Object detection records
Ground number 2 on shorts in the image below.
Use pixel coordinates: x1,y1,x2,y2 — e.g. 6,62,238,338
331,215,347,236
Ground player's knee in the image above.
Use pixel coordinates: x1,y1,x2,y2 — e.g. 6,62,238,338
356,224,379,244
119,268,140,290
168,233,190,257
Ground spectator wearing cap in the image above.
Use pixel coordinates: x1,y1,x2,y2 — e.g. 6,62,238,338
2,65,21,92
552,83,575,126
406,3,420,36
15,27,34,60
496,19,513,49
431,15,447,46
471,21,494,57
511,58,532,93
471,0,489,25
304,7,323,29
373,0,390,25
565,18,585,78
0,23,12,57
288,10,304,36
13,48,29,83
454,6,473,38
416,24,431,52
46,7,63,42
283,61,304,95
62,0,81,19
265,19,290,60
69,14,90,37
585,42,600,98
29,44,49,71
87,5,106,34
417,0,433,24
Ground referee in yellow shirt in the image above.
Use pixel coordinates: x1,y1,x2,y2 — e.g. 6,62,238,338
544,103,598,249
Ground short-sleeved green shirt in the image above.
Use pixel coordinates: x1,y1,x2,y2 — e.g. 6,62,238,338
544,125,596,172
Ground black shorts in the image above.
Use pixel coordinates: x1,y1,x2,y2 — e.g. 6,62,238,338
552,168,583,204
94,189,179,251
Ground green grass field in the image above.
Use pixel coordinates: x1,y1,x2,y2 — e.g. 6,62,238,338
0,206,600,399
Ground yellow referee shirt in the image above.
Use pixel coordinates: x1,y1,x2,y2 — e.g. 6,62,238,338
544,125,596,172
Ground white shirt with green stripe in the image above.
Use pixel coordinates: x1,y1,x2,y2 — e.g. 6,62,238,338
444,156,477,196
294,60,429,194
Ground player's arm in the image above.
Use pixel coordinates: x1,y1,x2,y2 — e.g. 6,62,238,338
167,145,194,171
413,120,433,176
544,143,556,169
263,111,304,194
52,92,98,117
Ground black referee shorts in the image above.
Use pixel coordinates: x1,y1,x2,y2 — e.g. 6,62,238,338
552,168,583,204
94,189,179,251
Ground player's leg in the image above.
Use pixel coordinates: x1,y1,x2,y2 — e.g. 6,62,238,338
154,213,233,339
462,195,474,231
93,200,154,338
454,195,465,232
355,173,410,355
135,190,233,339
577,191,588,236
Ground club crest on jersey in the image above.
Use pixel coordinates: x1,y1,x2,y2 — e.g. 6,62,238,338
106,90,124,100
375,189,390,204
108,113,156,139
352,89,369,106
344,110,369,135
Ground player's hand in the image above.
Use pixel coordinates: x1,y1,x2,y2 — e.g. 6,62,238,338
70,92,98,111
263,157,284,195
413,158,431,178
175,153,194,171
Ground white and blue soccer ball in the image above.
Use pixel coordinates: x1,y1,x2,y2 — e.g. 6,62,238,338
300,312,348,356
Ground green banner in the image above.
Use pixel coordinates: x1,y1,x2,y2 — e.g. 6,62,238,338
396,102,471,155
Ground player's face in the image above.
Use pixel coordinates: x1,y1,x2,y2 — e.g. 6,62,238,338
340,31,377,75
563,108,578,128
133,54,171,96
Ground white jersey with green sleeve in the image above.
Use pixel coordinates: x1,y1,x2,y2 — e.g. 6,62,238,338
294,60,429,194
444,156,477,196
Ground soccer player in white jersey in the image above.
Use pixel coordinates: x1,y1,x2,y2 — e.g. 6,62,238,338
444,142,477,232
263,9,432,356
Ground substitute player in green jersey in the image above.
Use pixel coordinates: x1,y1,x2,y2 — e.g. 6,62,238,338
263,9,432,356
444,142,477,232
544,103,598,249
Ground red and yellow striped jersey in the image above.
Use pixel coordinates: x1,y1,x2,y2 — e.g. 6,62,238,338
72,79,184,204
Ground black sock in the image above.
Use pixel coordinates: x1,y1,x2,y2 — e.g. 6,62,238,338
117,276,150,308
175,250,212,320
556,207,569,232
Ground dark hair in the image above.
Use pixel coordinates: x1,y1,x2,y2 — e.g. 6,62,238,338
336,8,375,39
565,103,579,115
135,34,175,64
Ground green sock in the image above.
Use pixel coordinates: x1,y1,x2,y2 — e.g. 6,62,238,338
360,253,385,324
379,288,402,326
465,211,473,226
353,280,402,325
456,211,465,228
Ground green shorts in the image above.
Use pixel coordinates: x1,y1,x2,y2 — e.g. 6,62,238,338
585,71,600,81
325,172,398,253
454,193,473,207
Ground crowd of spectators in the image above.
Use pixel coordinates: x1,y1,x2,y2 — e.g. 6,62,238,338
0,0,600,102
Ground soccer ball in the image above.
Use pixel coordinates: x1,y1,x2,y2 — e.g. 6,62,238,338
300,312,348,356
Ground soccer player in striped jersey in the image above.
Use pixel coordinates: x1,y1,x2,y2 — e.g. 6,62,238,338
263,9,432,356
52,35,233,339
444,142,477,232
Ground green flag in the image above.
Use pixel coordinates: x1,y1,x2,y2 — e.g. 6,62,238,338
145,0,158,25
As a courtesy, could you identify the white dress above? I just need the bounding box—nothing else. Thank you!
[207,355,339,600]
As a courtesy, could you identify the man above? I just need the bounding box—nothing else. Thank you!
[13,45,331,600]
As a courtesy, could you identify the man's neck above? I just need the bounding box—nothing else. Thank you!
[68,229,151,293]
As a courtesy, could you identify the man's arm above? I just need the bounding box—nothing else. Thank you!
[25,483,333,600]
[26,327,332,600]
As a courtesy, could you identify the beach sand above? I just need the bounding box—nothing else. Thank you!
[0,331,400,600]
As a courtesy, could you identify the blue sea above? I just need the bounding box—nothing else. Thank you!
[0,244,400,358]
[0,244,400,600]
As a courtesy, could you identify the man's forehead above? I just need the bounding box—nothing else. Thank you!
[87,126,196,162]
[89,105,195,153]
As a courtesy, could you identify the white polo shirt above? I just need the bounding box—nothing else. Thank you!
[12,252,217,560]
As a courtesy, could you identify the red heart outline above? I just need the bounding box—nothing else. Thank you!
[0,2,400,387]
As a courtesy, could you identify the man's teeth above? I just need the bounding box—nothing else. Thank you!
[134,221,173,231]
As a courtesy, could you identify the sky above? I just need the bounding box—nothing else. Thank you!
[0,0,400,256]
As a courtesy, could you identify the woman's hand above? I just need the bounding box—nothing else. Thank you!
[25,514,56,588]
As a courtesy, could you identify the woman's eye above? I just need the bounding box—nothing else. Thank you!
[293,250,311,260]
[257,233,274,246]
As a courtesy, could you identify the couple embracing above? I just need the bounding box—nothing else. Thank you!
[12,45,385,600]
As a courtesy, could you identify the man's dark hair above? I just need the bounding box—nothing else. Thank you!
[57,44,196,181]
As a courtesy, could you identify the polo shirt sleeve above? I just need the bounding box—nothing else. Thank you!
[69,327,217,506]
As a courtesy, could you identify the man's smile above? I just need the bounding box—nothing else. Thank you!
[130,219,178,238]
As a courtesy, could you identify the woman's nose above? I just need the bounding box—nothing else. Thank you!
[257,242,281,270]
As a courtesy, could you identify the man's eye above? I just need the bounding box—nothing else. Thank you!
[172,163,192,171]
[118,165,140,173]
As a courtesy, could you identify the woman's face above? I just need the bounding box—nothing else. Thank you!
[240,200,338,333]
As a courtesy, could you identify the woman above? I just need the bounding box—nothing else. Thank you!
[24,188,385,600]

**What you should do**
Could you write out all the records above again, swapping every "pixel coordinates" for "pixel positions" and leaving everything else untouched?

**Written reply**
Ground number 2 on shorts in the image below.
Use pixel positions: x1,y1,x2,y2 — e.g. 6,62,238,338
331,215,347,236
Ground player's knee in the image above.
Use pixel positions: x1,y1,x2,y2 — e.g. 6,62,238,338
356,224,379,244
119,268,140,290
168,233,190,257
Ground spectator wearing cap in the image above.
Use pixel positions: x1,y1,x2,y2 — e.g. 6,62,238,338
2,65,21,92
552,83,575,126
406,3,420,36
15,27,34,60
496,19,513,49
431,15,447,46
471,21,494,57
511,58,532,93
471,0,489,25
304,7,323,29
373,0,390,25
565,18,585,78
0,23,12,57
288,10,304,36
13,48,29,83
454,6,473,38
416,24,431,52
46,7,63,42
283,61,304,95
62,0,81,19
265,19,290,60
69,14,90,37
585,42,600,98
29,44,49,71
87,5,106,34
417,0,433,24
Ground referee in yellow shirt in the image above.
Use pixel positions: x1,y1,x2,y2 — e.g. 6,62,238,338
544,103,598,249
Ground short-sleeved green shirt in the image above.
Use pixel positions: x1,y1,x2,y2 — e.g. 6,62,238,338
544,125,596,172
Ground black shorts in the image above.
Use pixel positions: x1,y1,x2,y2 — e.g. 6,62,238,338
552,168,583,204
94,189,179,251
Ground green grass field in the image above.
Use pixel positions: x1,y1,x2,y2 — e.g. 6,62,238,338
0,206,600,399
Ground yellow referee shirt in the image above.
Use pixel positions: x1,y1,x2,y2 — e.g. 6,62,238,338
544,125,596,172
Ground white shirt with green stripe in the image above.
Use pixel positions: x1,y1,x2,y2 — e.g. 6,62,238,338
444,156,477,196
294,60,429,194
Ground player's arm in the image above.
Use pixel positions: x1,y1,x2,y2 — e.g. 6,62,238,338
167,145,194,171
413,120,433,176
544,143,556,169
263,111,304,194
52,92,98,117
Ground black referee shorts in the image above.
Use pixel positions: x1,y1,x2,y2 — e.g. 6,62,238,338
552,168,583,204
94,189,179,251
Ground player's leg in the image above.
Use pixel positions: x1,y1,x2,y2 — e.g. 6,62,238,338
154,213,233,339
462,195,474,231
93,200,154,338
454,195,465,232
355,173,410,355
135,190,233,339
577,191,588,236
Ground club crest on jersey in the image above.
Use pixel positions: x1,y1,x2,y2 — e.g. 6,62,238,338
106,90,124,100
375,189,390,204
108,113,156,139
352,89,369,106
344,110,369,135
Ground player's hand in the image above.
Use pixel positions: x1,y1,x2,y2 — e.g. 6,62,238,338
70,92,98,111
263,157,284,195
413,158,431,178
175,153,194,171
Ground white and blue soccer ball in the image above.
Use pixel positions: x1,y1,x2,y2 — e.g. 6,62,238,338
300,312,348,356
Ground green banner in the image above.
Use pixel positions: x1,y1,x2,y2 — e.g. 6,62,238,338
396,102,471,155
Ground player's face in the image above.
Use pixel positions: x1,y1,x2,y2 — e.g. 6,62,238,338
340,31,377,75
563,108,578,128
133,54,171,96
Ground white jersey with green sleeve in the image above.
Use pixel positions: x1,y1,x2,y2 — e.g. 6,62,238,338
294,60,429,194
444,156,477,196
Ground soccer player in white jersey in the image above.
Use pixel positions: x1,y1,x2,y2 — e.g. 6,62,238,338
444,142,477,232
263,9,432,356
Ground substitute player in green jersey in the image above.
Use pixel positions: x1,y1,x2,y2 — e.g. 6,62,238,338
263,9,432,356
444,142,477,232
544,103,598,249
Ground red and yellow striped jersey in the image above.
Use pixel positions: x1,y1,x2,y2 — e.g. 6,62,238,338
72,79,184,204
Ground black sock in the image above.
Use pixel positions: x1,y1,x2,y2 — e.g. 6,62,238,338
117,276,150,308
175,250,212,320
556,207,569,232
Ground dark hair in the image above.
Use pixel positions: x1,y1,x2,y2 — e.g. 6,62,238,338
336,8,375,39
565,103,579,115
135,34,175,64
Ground green sock in the image above.
Use pixel positions: x1,y1,x2,y2 — e.g. 6,62,238,338
360,253,385,324
379,288,402,326
465,211,473,226
353,280,402,325
456,211,465,228
Ground green shorts in the image above.
Use pixel positions: x1,y1,x2,y2 — e.g. 6,62,238,338
585,71,600,81
325,172,398,253
454,193,473,207
Ground crowd of spectators in the image above.
Use pixel positions: x1,y1,x2,y2 — e.g. 6,62,238,338
0,0,600,102
Ground soccer ball in the image above.
Use pixel positions: x1,y1,x2,y2 — e.g. 6,62,238,338
300,312,348,356
Ground soccer player in striped jersey in the image above.
Use pixel positions: x1,y1,x2,y2 — e.g. 6,62,238,338
263,9,432,356
52,35,233,339
444,142,477,232
Ground green flag in the image above.
Use pixel positions: x1,y1,x2,y2 — e.g. 6,62,238,338
145,0,158,25
As a courtesy, could you identify the white dress above? I just need the bounding box—nothing else. Thank you!
[207,355,339,600]
As a courtesy, could you identify the man above? I just need the bounding box—nothing else. Thank you!
[13,45,331,600]
As a courtesy, could you identify the man's neck above? I just need the bounding box—nothing else. Thank you!
[68,229,151,293]
As a courtesy, could you identify the man's arm above? I just need the bounding box—nothing else. Thank you!
[25,483,333,600]
[26,327,332,600]
As a courtesy, could you identify the beach sand above? I just need the bounding box—nothing else. Thank you!
[0,331,400,600]
As a courtesy, could you identify the blue sea above? I just need the bounding box—nothing else. Thank you!
[0,244,400,358]
[0,244,400,600]
As a courtesy, could you identify the man's forehead above? I just need the bounding box—nothing else. Thank you!
[87,126,196,162]
[89,105,195,153]
As a courtesy, could you identify the white polo shirt above? I just need the bounding box—nothing else. Thank you!
[12,252,217,560]
As a courtesy, could you identify the red heart outline above? I just need the bounding box—nothing else. Thank you!
[0,2,400,387]
As a courtesy, could you identify the man's teeth above? I just need the bounding box—nothing else. Thank you!
[134,221,173,231]
As a courtesy, could you identify the sky above? I just need the bounding box—nothing else. Thank you!
[0,0,400,256]
As a courtesy, could you identify the woman's hand above? I just need the bounding box—nothing else. Thank you!
[25,514,56,588]
As a courtesy, could you identify the woman's eye above? I just need the bounding box—nothing else. Thank you!
[293,250,311,260]
[257,233,274,246]
As a courtesy, could you identify the couple embracing above? I just need the bounding box—nothing else. Thank you!
[12,45,385,600]
As a courtesy, could you identify the man's dark hair above? I just need the bounding box—nothing else. Thank you!
[57,44,196,181]
As a courtesy, could you identify the polo shirt sleeve above? I just need the bounding box—nothing else. Thank you!
[69,327,217,506]
As a courtesy, could you identify the man's smile above? I just need the bounding box—nothing else. Thank you!
[130,219,178,238]
As a courtesy, could you identify the woman's nose above? I just need the bounding box—nothing else. Thank you!
[257,242,281,270]
As a courtesy, could you identify the man's eye above? I just need the bounding box—nothing else. Thank you!
[172,163,192,171]
[118,165,140,173]
As a courtesy, could you identify the woman's face above? I just need the bounding box—nothing else. Thank you!
[240,200,338,333]
As a courtesy, could you identify the woman above? I just need the bounding box—nothing else. Thank you!
[24,188,385,600]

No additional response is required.